Excerpt
Studio album by Jonny Diaz
- Released: June 2, 2009
- Genre: Contemporary Christian music
- Length: 38:38
- Label: INO
- Producer: Steve Wilson

Jonny Diaz chronology
| They Need Love (2007) | More Beautiful You (2009) | Jonny Diaz (2011) |

= More Beautiful You =

More Beautiful You is the first major label studio album by contemporary Christian musician Jonny Diaz. This was his first release with INO Records, released on June 2, 2009.

== Release ==
=== Album ===
This album peaked on the Billboard charts of the following: No. 23 on June 5, 2010 on the Christian Albums and spent 12 weeks on the chart, and No. 19 on Top Heatseekers on December 12, 2009 and January 30, 2010 and spent 18 weeks on the chart.

=== Singles ===
The single "More Beautiful You" charted on the AC Indicator Chart at No. 1, while on the Billboard Christian Songs Chart it peaked at No. 2 on August 29, 2009, and remained on the chart for 13 weeks. In addition, the single "More Beautiful You" was charted on the Billboard Heatseekers Songs Chart, and peaked at No. 32 on October 17, 2009, and remained on this chart for 10 weeks. The song also made it on the Billboard Adult Contemporary Chart, and peaked at No. 25, and spent a total of eight weeks on the chart. The single "Stand for You" from this album also made it on the Billboard Christian Songs Chart, and peaked at No. 28 on February 27, 2010, and remained on the chart for 20 weeks. A third single, "Waiting Room", made the Billboard Christian Songs Chart, peaking at No. 37 on October 30, 2010, remaining on the chart for 21 weeks.

Data records:
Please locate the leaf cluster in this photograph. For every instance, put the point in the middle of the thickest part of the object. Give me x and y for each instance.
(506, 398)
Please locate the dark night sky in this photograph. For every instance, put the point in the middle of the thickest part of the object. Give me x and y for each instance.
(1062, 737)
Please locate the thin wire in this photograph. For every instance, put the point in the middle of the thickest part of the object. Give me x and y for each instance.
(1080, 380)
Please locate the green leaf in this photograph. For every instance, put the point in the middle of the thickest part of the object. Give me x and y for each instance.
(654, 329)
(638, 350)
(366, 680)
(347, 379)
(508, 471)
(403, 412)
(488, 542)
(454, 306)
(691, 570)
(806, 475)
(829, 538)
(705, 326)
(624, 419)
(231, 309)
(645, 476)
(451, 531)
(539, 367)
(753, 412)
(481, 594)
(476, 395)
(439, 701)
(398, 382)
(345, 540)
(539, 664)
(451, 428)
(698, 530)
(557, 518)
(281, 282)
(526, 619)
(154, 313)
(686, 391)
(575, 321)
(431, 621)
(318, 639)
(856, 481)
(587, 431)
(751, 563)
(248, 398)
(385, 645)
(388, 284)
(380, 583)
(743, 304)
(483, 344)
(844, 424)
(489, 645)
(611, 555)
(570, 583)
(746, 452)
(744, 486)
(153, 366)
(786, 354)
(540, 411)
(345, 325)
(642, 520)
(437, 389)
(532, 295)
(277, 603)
==
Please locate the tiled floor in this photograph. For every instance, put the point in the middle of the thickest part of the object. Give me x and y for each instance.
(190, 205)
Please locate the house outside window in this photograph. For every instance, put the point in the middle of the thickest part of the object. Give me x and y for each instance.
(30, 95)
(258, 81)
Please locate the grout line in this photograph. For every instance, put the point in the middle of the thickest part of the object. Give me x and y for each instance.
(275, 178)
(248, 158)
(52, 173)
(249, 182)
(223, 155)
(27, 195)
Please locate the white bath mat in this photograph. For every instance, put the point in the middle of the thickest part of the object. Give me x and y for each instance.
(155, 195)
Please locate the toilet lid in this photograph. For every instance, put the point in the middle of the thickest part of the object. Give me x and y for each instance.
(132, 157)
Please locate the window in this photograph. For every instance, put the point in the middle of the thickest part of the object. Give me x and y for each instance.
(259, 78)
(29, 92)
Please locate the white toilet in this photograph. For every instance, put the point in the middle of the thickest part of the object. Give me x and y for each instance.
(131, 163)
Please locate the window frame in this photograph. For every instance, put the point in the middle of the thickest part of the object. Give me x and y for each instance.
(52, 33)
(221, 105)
...
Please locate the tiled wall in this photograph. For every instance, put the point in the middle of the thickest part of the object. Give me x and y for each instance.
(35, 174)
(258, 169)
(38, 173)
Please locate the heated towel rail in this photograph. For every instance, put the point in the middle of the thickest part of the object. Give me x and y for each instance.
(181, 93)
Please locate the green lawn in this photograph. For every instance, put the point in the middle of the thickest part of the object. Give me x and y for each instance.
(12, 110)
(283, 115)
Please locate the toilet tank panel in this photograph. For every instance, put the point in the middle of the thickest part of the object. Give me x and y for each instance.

Short exercise 1
Duplicate the passage of the More Beautiful You article between "Jonny Diaz chronology" and "18 weeks on the chart.", inclusive.
Short exercise 2
Using the More Beautiful You article, decide whether each statement below is true, and back each yes or no with the exact words from the article that settle it. (a) The album came out on June 2, 2009, on INO Records. (b) The single "Stand for You" reached No. 2 on the Billboard Christian Songs Chart. (c) The album stayed on the Christian Albums chart for 12 weeks.
Short exercise 3
Pick up the More Beautiful You article right after its final sentence and keep writing it.

Right answer 1
Jonny Diaz chronology
| They Need Love (2007) | More Beautiful You (2009) | Jonny Diaz (2011) |

= More Beautiful You =

More Beautiful You is the first major label studio album by contemporary Christian musician Jonny Diaz. This was his first release with INO Records, released on June 2, 2009.

== Release ==
=== Album ===
This album peaked on the Billboard charts of the following: No. 23 on June 5, 2010 on the Christian Albums and spent 12 weeks on the chart, and No. 19 on Top Heatseekers on December 12, 2009 and January 30, 2010 and spent 18 weeks on the chart.

Right answer 2
(a) Yes: "This was his first release with INO Records, released on June 2, 2009."
(b) No: "The single "Stand for You" from this album also made it on the Billboard Christian Songs Chart, and peaked at No. 28 on February 27, 2010"
(c) Yes: "No. 23 on June 5, 2010 on the Christian Albums and spent 12 weeks on the chart"

Right answer 3
== Track listing ==

CD track order
| No. | Title | Writer(s) | Length |
|---|---|---|---|
| 1. | "More Beautiful You" | Diaz, Kate York | 3:51 |
| 2. | "Soon Will Fade" | Diaz, Steve Wilson | 4:03 |
| 3. | "Stand for You" | Diaz | 4:21 |
| 4. | "Love Like You Loved" | Diaz | 3:10 |
| 5. | "One Thing" | Diaz, Jeff Pardo, Wilson | 3:09 |
| 6. | "Nashville" | Diaz, Wilson | 3:27 |
| 7. | "Waiting Room" | Diaz | 3:03 |
| 8. | "Prodigal Like Me" | Diaz, Wilson | 3:30 |
| 9. | "What I’m Waiting For" | Diaz, Pardo, Wilson | 3:45 |
| 10. | "See the Wind" | Diaz, Wilson | 3:39 |
| 11. | "The Opener" | Diaz | 2:40 |
| Total length: |  |  | 38:38 |

== Personnel ==
- Jonny Diaz – vocals, acoustic guitar
- Steve Wilson – keyboards, acoustic guitar, electric guitar, mandolin, bass guitar, percussion, vocals
- Ben Shive – keyboards, programming
- Andrew Osenga – electric guitar
- Tony Lucido – bass guitar
- Justin Benner – drums
- Jeremy Lutito – drums
- Justin Saunders – cello
- Seth Gangwer – violin
- Audrey Assad – vocals
- Simon Gugala – choir vocals
- Brian Kelly – choir vocals
- Lee Steffen – choir vocals

=== Production ===
- Steve Wilson – producer, engineer, mixing (2-11)
- J.R. McNeely – mixing (1)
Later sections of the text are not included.